## Short exercise:
Repeat the lines of the listing below exactly, starting at the line that contains "Point out every instance of the man's chin" and running through the last line, both included, and only those.

══ Material for this exercise ══

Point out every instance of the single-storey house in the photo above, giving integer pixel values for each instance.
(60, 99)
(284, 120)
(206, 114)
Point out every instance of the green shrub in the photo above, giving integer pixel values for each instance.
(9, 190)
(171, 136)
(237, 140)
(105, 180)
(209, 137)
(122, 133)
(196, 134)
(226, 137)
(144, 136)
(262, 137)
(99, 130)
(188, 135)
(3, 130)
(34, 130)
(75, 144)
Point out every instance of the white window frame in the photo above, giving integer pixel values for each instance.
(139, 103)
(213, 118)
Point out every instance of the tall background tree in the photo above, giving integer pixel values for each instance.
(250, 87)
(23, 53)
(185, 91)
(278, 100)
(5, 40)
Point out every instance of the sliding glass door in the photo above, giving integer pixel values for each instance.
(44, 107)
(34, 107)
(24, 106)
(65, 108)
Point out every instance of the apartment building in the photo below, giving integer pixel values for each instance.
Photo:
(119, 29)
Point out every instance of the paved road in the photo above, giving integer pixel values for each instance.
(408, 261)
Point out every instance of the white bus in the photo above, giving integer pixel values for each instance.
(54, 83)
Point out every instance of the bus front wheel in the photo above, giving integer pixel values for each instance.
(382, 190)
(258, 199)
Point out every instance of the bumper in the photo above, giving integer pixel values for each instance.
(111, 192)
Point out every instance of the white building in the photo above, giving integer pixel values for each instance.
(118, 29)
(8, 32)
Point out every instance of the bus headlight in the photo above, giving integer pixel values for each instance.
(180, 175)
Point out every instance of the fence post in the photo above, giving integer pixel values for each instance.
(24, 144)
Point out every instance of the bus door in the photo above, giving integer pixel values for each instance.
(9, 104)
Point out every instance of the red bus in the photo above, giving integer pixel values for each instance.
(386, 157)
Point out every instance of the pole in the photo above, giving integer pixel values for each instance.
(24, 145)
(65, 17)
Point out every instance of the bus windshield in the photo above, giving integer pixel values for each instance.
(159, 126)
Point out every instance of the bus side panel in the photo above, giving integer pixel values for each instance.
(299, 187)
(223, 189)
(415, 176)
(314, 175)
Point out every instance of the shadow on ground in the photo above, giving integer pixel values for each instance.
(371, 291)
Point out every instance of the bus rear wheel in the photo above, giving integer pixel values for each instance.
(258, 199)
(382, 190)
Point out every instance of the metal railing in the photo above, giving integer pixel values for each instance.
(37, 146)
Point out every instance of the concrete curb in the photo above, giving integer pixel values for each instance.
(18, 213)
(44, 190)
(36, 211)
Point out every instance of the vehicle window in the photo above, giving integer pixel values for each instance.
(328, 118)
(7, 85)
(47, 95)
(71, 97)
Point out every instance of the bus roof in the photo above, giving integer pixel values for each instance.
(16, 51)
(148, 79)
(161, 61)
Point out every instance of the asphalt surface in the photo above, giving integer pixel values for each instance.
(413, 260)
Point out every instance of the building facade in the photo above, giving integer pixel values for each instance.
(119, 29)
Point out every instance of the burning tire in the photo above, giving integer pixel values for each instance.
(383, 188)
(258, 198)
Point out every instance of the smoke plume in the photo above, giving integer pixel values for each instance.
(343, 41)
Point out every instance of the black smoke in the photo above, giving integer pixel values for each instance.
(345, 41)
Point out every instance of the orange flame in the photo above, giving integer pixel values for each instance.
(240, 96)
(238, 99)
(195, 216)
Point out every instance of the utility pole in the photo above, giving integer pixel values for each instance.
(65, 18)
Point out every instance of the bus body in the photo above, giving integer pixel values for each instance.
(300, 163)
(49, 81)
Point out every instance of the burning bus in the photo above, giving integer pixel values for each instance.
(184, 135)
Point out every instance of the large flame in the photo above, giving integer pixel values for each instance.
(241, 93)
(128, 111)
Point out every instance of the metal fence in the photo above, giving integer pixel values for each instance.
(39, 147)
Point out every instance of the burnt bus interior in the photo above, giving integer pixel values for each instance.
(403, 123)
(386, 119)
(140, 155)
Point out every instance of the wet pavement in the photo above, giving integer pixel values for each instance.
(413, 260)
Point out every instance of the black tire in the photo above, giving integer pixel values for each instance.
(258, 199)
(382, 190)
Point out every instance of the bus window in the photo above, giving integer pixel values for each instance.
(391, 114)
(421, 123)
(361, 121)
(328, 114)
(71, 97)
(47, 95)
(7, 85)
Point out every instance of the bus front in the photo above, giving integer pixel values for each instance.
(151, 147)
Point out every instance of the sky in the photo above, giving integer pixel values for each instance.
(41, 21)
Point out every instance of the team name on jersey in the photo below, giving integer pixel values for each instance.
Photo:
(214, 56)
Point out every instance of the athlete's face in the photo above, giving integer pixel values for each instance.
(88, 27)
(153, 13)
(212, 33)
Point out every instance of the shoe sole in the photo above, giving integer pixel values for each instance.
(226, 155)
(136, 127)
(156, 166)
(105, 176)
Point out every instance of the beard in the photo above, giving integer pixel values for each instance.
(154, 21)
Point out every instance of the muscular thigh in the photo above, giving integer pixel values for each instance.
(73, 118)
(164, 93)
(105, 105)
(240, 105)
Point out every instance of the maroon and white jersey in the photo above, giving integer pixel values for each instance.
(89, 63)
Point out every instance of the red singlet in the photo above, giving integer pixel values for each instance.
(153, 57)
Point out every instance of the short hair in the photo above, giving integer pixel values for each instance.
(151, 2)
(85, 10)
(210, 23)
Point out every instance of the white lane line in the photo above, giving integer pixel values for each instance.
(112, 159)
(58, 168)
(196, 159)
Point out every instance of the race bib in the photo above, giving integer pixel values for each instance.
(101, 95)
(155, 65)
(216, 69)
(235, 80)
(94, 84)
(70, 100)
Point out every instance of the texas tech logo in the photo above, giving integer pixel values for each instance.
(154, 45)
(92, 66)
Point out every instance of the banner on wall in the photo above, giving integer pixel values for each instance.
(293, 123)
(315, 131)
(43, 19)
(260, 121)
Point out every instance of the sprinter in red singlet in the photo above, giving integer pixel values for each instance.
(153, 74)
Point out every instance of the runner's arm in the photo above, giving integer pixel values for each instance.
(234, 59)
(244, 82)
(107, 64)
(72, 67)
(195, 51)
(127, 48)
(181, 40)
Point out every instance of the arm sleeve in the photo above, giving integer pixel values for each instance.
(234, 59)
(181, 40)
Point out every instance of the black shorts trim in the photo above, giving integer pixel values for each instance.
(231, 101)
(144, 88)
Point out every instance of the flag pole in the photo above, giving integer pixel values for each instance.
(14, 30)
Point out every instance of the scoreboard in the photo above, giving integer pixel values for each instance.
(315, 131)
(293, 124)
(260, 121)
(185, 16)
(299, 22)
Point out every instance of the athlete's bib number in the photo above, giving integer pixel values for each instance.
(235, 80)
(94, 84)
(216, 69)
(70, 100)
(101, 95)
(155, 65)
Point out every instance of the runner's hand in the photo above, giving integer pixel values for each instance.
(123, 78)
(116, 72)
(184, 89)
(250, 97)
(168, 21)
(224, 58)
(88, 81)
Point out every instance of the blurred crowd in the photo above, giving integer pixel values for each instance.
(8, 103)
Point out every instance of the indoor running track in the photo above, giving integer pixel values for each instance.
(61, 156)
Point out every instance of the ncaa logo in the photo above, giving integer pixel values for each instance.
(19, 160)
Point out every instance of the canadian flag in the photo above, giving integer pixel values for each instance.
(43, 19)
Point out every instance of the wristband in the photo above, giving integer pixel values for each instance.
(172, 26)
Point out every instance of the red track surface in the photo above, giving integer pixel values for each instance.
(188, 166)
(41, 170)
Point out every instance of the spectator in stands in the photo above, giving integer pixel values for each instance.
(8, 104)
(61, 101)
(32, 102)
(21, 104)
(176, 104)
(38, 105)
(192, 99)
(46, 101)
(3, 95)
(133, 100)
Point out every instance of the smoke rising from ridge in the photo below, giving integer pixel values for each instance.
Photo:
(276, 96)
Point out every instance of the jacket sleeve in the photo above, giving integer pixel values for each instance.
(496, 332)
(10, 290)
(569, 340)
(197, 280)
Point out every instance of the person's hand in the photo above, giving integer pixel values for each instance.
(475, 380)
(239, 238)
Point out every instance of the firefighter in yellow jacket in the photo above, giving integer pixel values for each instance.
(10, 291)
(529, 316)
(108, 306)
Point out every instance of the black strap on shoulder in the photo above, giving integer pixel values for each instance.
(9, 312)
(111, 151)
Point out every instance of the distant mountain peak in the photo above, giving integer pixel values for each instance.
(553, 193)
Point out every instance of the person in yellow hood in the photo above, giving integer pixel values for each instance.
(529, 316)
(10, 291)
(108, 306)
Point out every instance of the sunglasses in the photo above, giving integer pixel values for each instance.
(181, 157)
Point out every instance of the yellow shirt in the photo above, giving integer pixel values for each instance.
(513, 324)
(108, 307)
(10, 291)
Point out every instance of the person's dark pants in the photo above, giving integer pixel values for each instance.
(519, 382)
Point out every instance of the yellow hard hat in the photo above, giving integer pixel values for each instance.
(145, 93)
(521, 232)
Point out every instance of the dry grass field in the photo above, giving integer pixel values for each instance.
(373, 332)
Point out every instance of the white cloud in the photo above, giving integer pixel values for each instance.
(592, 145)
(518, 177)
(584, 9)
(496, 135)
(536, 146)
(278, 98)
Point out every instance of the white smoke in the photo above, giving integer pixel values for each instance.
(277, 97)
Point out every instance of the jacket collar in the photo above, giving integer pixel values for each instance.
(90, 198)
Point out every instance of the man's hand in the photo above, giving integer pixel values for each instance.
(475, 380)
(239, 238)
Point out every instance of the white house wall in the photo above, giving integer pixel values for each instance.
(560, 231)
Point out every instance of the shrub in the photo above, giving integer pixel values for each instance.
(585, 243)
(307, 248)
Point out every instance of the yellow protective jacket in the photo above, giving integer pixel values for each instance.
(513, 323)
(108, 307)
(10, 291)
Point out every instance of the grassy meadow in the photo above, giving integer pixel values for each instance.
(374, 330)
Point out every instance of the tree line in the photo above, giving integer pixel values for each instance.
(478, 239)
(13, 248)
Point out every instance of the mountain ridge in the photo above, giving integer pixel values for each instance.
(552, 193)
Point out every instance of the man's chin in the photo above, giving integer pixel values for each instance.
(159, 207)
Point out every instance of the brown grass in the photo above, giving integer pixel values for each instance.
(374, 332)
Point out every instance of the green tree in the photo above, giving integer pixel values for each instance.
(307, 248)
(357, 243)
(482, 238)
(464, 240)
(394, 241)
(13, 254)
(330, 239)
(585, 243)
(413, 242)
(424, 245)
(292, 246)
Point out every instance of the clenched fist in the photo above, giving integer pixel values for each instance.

═══

## Full solution:
Point out every instance of the man's chin in the photo above, giving integer pixel values for each instance.
(159, 207)
Point out every instance of the brown grass in the photo above, giving integer pixel values for each instance.
(374, 332)
Point out every instance of the green tree in the photo above, giving integer pixel values for each instance.
(307, 248)
(357, 243)
(482, 238)
(464, 240)
(394, 241)
(13, 254)
(330, 239)
(585, 243)
(413, 242)
(424, 245)
(292, 246)
Point out every instance of the clenched fist in the photo above, giving integer pixel values for each instance.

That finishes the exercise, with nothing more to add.